_Texte fourni_:
*****

Dossier: EMP‑2017‑10981

 

Référence: 2021 CRTESPF 109

Loi sur la Commission

des relations de travail et de l’emploi

dans le secteur public fédéral et

Loi sur l’emploi dans la fonction publique

Armoiries

Devant une formation de la

Commission des relations

de travail et de l’emploi

dans le secteur public fédéral

ENTRE

ROBERT FOSTER

plaignant

 

et

 

Sous‑ministre de l’Emploi et du Développement social

 

intimé

et

AUTRES PARTIES

Répertorié

Foster c. Sous‑ministre de l’Emploi et du Développement social

Affaire concernant une plainte d’abus de pouvoir aux termes de l’alinéa 77(1)a) de la Loi sur l’emploi dans la fonction publique

Devant : Joanne B. Archibald, une formation de la Commission des relations de travail et de l’emploi dans le secteur public fédéral

Pour le plaignant : Lui‑même

Pour l’intimé : Peter Doherty, avocat

Pour la Commission de la fonction publique : Alain Jutras, analyste principal

 

Affaire entendue par vidéoconférence,

le 5 août 2021.

(Traduction de la CRTESPF


MOTIFS DE DÉCISION

(TRADUCTION DE LA CRTESPF)

I. Introduction

[1] Robert Foster, le plaignant, a présenté une plainte en vertu de l’alinéa 77(1)a) de la Loi sur l’emploi dans la fonction publique (L.C. 2003, ch. 22, art. 12 et 13; LEFP) dans laquelle il allègue que le sous‑ministre de l’Emploi et du Développement social du Canada (l’« intimé ») a fait preuve d’un abus de pouvoir dans la sélection de Milan Aryal (la « personne nommée ») aux fins d’un poste de spécialiste de services aux citoyens (SSC) (le « poste de SSC »), classifié au groupe et au niveau PM‑02, à Brampton, en Ontario.

[2] L’intimé a nié avoir abusé de son pouvoir dans le processus de nomination.

[3] La Commission de la fonction publique (CFP) n’a pas assisté à l’audience, mais elle a présenté des arguments écrits portant sur ses politiques et ses lignes directrices applicables. Elle ne s’est pas prononcée sur le bien‑fondé de la plainte.

[4] Le plaignant a soulevé des questions de discrimination au cours de l’audience, mais a convenu qu’il n’avait pas informé la Commission canadienne des droits de la personne, comme l’exige l’art. 78 de la LEFP, lorsqu’une plainte soulève une question concernant l’interprétation ou l’application de la Loi canadienne sur les droits de la personne (L.R.C. (1985), ch. H‑6; LCDP).

[5] Pour les motifs qui suivent, la plainte est rejetée. Le plaignant n’a pas établi, selon la prépondérance des probabilités, que l’intimé avait abusé de son pouvoir dans le cadre du processus de nomination.

*****

_Objectif 1_: Recopiez le passage du texte fourni situé entre « le 5 août 2021. » et « Brampton, en Ontario. », bornes incluses.
_Objectif 2_: D'après le texte fourni, les affirmations suivantes sont-elles vraies ? Répondez par oui ou non et citez les mots qui tranchent : (a) la Commission de la fonction publique a assisté à l'audience ; (b) l'affaire a été entendue par vidéoconférence ; (c) la plainte est accueillie.

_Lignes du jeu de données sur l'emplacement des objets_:
*****

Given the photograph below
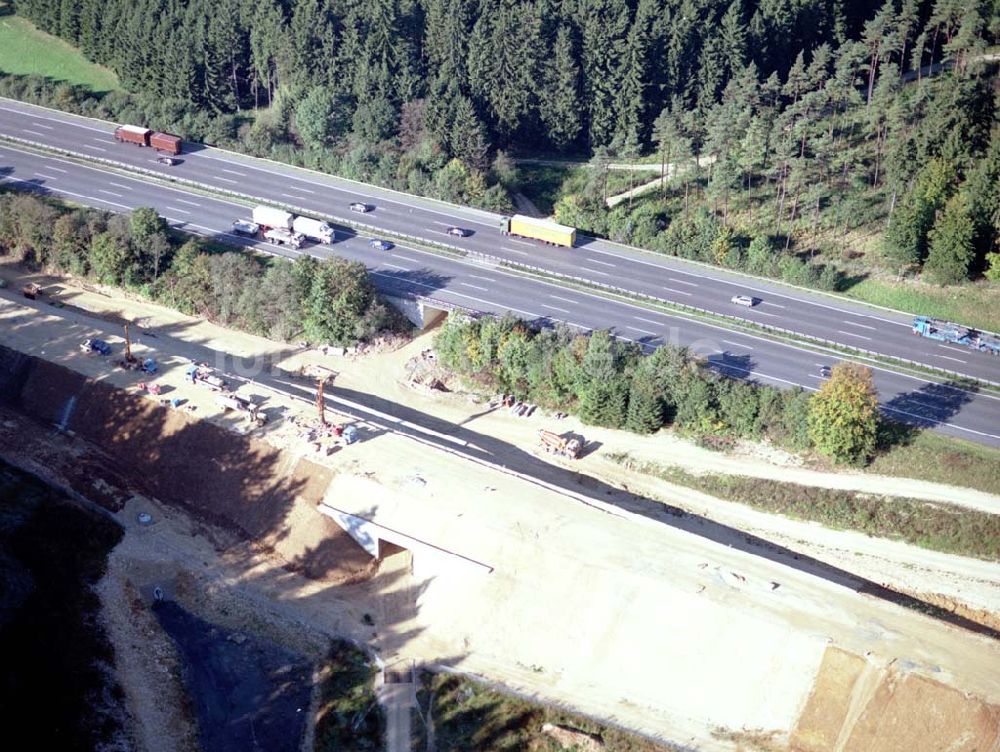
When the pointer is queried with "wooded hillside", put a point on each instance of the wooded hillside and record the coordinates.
(816, 112)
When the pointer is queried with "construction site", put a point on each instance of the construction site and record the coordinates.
(297, 495)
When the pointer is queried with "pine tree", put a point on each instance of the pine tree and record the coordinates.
(604, 27)
(951, 244)
(467, 137)
(560, 104)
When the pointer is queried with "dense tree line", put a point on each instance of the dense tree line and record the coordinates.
(804, 110)
(330, 301)
(609, 382)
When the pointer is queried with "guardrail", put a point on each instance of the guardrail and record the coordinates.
(463, 253)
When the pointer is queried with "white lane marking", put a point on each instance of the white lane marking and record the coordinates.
(62, 122)
(933, 421)
(862, 326)
(99, 200)
(852, 334)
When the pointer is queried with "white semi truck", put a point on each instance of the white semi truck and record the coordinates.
(284, 228)
(314, 229)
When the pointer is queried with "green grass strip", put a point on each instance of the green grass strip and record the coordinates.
(932, 525)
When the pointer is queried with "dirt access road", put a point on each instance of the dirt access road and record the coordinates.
(576, 590)
(376, 387)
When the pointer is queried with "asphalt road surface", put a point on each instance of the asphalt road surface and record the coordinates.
(814, 314)
(405, 270)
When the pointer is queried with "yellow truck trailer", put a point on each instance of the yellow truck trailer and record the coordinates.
(538, 229)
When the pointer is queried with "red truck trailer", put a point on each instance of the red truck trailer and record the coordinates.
(133, 134)
(165, 142)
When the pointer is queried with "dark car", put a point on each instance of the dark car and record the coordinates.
(96, 345)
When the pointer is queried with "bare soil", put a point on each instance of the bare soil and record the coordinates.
(570, 578)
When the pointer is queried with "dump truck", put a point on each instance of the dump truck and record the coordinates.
(538, 229)
(204, 376)
(272, 219)
(553, 443)
(956, 334)
(242, 405)
(278, 236)
(314, 229)
(165, 142)
(133, 134)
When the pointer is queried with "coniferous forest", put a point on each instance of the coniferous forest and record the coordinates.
(792, 125)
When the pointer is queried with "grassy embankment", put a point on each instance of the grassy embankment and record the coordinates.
(935, 526)
(24, 50)
(942, 459)
(349, 715)
(468, 715)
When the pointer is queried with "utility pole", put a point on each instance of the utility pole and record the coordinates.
(128, 346)
(320, 402)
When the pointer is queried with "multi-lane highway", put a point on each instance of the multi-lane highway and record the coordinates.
(841, 321)
(405, 270)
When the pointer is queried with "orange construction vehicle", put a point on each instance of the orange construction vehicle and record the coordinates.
(553, 443)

*****

_Bonne réponse 1_:
le 5 août 2021.

(Traduction de la CRTESPF


MOTIFS DE DÉCISION

(TRADUCTION DE LA CRTESPF)

I. Introduction

[1] Robert Foster, le plaignant, a présenté une plainte en vertu de l’alinéa 77(1)a) de la Loi sur l’emploi dans la fonction publique (L.C. 2003, ch. 22, art. 12 et 13; LEFP) dans laquelle il allègue que le sous‑ministre de l’Emploi et du Développement social du Canada (l’« intimé ») a fait preuve d’un abus de pouvoir dans la sélection de Milan Aryal (la « personne nommée ») aux fins d’un poste de spécialiste de services aux citoyens (SSC) (le « poste de SSC »), classifié au groupe et au niveau PM‑02, à Brampton, en Ontario.

_Bonne réponse 2_:
(a) Non : « La Commission de la fonction publique (CFP) n’a pas assisté à l’audience »
(b) Oui : « Affaire entendue par vidéoconférence »
(c) Non : « la plainte est rejetée »